→ REQUIREMENTS
Identify the line that contains "Would you be able to indicate the beige" in the material. Output it and every line after it, unchanged, through the end.

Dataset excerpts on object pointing
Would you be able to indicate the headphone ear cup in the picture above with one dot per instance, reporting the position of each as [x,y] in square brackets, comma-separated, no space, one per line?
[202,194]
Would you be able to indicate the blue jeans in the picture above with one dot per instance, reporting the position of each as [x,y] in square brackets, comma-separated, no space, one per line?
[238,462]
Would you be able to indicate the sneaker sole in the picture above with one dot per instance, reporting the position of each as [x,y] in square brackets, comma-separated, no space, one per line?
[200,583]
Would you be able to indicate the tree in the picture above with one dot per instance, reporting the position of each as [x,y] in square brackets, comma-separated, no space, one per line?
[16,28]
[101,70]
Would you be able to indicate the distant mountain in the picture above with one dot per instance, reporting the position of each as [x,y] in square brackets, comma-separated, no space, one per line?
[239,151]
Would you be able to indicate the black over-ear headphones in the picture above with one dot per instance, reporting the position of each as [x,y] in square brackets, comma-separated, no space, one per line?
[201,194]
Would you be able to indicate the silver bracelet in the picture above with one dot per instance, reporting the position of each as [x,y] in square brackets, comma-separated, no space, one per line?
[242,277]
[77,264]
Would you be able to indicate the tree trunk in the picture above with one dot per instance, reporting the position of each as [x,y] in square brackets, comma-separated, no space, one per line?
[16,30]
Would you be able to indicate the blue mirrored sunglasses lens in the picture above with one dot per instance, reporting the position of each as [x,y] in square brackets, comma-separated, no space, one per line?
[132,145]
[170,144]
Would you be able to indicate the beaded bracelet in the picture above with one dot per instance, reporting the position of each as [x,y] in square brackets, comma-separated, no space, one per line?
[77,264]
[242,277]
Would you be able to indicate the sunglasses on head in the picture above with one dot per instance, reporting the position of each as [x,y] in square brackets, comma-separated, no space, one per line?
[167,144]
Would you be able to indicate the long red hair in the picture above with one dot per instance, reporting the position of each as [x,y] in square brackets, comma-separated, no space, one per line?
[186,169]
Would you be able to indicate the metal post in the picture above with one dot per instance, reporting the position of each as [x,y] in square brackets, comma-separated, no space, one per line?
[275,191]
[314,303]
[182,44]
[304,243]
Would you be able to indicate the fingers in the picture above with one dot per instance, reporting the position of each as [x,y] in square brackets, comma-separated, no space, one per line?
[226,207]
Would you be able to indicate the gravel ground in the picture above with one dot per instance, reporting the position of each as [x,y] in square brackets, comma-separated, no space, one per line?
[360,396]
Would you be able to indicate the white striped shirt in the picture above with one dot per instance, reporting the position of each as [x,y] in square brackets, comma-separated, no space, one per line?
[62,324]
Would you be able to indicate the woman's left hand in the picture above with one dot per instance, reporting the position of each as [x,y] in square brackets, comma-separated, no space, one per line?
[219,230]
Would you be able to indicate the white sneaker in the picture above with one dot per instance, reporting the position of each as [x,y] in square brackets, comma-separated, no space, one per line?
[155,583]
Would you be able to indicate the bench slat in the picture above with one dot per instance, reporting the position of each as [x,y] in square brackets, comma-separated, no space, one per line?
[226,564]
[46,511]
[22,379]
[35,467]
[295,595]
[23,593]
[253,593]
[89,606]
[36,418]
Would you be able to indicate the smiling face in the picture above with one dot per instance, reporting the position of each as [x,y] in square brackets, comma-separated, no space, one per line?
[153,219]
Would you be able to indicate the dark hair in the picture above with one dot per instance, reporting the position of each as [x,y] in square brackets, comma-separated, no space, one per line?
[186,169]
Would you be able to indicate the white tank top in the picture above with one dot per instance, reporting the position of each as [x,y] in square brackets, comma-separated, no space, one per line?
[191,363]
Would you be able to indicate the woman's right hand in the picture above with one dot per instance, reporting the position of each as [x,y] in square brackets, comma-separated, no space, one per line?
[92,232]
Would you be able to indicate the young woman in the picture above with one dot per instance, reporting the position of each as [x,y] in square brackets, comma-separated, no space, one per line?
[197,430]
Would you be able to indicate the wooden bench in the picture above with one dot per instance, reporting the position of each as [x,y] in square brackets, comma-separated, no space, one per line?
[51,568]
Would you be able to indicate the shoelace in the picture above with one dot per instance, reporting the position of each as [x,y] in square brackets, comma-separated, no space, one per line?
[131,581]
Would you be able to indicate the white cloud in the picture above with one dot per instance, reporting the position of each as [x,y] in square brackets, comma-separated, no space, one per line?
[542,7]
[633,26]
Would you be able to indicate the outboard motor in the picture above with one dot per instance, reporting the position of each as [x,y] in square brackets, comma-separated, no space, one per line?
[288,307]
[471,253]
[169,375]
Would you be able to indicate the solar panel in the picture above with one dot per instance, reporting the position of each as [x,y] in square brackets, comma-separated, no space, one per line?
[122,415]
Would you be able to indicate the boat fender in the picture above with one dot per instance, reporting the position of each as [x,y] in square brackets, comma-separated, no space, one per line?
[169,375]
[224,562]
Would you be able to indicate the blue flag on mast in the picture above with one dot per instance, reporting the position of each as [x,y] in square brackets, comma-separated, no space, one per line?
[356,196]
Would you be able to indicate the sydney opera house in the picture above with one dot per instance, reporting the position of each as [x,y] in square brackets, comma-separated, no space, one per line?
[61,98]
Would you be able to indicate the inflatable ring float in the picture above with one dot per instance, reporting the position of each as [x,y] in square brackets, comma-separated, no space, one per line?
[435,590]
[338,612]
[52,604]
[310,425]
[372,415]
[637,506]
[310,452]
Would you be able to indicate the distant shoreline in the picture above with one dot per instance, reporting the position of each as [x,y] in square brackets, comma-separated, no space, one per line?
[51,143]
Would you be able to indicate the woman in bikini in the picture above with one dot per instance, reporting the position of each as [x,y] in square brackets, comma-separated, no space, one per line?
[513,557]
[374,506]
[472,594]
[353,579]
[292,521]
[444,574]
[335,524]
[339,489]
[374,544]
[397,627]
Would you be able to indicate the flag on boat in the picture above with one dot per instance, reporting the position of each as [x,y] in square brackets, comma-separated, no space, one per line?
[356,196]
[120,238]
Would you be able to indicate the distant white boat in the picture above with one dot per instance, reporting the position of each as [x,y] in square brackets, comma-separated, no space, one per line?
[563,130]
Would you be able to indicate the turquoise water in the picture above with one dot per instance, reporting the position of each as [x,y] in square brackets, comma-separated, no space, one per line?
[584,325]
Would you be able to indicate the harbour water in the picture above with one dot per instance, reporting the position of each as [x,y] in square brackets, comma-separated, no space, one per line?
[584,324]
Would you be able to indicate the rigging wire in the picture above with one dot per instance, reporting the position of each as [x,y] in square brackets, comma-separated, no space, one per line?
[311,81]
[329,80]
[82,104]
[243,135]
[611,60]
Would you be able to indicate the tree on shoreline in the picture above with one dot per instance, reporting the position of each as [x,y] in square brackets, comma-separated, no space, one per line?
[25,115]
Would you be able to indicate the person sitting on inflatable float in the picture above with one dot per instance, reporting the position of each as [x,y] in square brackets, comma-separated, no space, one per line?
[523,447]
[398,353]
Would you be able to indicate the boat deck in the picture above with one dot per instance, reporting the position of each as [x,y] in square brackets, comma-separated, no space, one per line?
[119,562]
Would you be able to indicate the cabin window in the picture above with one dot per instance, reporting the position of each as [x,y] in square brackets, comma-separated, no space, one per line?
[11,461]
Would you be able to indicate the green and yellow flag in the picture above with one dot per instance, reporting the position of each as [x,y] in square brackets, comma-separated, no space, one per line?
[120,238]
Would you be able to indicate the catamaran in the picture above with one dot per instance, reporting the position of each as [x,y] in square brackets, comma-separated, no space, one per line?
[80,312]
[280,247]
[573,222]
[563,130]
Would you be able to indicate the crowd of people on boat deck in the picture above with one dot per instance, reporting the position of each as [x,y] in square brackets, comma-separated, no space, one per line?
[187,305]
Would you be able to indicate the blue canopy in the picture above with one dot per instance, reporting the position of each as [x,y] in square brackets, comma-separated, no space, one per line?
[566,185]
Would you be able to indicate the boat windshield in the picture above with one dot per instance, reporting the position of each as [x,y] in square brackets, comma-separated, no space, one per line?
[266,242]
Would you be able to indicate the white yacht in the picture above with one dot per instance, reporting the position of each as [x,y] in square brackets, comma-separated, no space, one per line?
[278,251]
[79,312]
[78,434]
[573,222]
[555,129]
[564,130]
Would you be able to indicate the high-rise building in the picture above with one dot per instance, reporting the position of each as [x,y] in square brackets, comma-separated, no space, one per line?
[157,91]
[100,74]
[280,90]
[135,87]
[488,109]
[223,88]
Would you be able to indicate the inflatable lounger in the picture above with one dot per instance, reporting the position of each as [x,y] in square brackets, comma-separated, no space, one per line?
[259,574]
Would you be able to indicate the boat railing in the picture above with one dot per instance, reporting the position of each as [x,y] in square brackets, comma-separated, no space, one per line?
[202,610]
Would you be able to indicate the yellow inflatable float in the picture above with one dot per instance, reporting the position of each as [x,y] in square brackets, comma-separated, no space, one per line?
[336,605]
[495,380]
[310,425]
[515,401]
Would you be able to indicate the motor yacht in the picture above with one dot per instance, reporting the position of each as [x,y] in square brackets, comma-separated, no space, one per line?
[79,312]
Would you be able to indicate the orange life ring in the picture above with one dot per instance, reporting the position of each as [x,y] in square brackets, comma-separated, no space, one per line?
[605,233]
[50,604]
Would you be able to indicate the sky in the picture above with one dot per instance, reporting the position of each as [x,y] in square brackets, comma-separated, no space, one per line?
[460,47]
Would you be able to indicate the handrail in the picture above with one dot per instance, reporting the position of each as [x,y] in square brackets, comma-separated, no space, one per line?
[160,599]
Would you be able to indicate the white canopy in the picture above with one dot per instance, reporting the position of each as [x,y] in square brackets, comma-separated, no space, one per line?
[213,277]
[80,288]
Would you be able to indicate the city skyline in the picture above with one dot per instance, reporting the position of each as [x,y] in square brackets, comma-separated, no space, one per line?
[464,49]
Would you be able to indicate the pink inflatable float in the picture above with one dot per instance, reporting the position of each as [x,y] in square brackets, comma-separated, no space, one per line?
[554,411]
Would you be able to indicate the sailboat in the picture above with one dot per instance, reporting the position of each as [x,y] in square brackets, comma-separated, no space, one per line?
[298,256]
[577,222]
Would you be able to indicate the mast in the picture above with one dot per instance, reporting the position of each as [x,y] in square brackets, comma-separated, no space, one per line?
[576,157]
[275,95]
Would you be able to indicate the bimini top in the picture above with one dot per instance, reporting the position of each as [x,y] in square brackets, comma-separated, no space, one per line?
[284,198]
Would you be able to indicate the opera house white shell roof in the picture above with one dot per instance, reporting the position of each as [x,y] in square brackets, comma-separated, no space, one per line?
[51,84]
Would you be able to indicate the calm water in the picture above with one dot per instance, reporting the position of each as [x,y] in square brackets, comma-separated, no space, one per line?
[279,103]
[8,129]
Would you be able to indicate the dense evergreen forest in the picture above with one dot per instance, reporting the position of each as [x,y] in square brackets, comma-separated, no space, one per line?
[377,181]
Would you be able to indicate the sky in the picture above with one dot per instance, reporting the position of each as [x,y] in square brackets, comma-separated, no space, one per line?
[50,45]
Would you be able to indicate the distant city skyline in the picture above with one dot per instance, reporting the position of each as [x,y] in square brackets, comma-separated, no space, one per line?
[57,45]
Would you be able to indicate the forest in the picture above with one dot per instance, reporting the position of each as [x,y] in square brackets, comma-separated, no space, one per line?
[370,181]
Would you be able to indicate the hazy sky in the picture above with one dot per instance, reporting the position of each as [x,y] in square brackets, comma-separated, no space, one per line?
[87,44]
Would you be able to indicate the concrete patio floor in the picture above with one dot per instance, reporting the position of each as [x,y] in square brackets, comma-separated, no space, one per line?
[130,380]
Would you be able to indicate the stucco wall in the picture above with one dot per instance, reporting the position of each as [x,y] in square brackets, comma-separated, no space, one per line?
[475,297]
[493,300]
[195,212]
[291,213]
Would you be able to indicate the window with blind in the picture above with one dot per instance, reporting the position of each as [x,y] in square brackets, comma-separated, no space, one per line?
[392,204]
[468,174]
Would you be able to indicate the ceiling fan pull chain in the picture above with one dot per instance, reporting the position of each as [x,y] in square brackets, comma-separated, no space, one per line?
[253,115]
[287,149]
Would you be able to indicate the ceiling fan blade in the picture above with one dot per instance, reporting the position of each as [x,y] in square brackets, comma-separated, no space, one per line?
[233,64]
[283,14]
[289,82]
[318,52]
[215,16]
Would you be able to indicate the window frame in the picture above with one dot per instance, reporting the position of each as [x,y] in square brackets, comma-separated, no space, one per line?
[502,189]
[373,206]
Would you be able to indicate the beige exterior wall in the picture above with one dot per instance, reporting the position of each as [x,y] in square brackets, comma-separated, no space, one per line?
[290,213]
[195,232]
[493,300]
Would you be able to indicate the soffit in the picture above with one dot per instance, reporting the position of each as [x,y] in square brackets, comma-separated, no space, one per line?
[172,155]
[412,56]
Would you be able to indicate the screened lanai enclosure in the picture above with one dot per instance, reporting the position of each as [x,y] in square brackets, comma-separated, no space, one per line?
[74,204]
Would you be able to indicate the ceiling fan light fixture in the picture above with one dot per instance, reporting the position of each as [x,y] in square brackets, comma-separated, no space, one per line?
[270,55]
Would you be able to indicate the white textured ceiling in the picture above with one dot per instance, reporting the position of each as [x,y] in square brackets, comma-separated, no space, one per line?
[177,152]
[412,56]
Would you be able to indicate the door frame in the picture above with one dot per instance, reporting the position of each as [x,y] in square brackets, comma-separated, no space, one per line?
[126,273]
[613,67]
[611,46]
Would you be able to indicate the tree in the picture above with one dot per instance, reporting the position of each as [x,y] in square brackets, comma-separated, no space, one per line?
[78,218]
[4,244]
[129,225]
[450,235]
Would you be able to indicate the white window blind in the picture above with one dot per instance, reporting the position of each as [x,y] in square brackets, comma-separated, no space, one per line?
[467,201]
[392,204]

→ SOLVED EXERCISE
Would you be able to indicate the beige exterior wall in the picture above with one dot per instance, reporting the position of each as [x,y] in square brackets, comma-separated, no space, one per line?
[290,213]
[195,232]
[493,300]
Would you be able to indicate the soffit in the picture above with one dot per instance, reporting the position of each as [x,y] in square brackets, comma-separated, no space, one per line?
[172,155]
[412,56]
Would you be able to indicate the screened lanai enclosure in the picture above with one dot per instance, reporting the position of each as [x,y] in square brackets, comma-separated, no space, one per line?
[74,204]
Would you be able to indicate the ceiling fan light fixture in the picture above with one dot per instance, reporting the position of each as [x,y] in square brackets, comma-separated, no space, one per line?
[270,55]
Would you be able to indicate the white textured ceiling in the picture above with one dot per instance, reporting the position of each as [x,y] in square brackets, comma-separated, no space, one per line?
[177,152]
[412,56]
Would you be able to indicate the door frame in the picture above with one dot per instance, reporting the position of each as [x,y] in square brackets, comma-separated, no space, one per line?
[126,273]
[613,67]
[611,46]
Would you be able to indicate the tree in the picture above with one dot per instance, reporting the position of each as [x,y] in square brackets, comma-separated, no space, one per line?
[78,218]
[4,244]
[129,225]
[450,235]
Would you be able to indicate the white window blind in the picture above with one dot per instance, reporting the position of each as [x,y] in square brackets, comma-separated, no space, one per line?
[467,201]
[392,204]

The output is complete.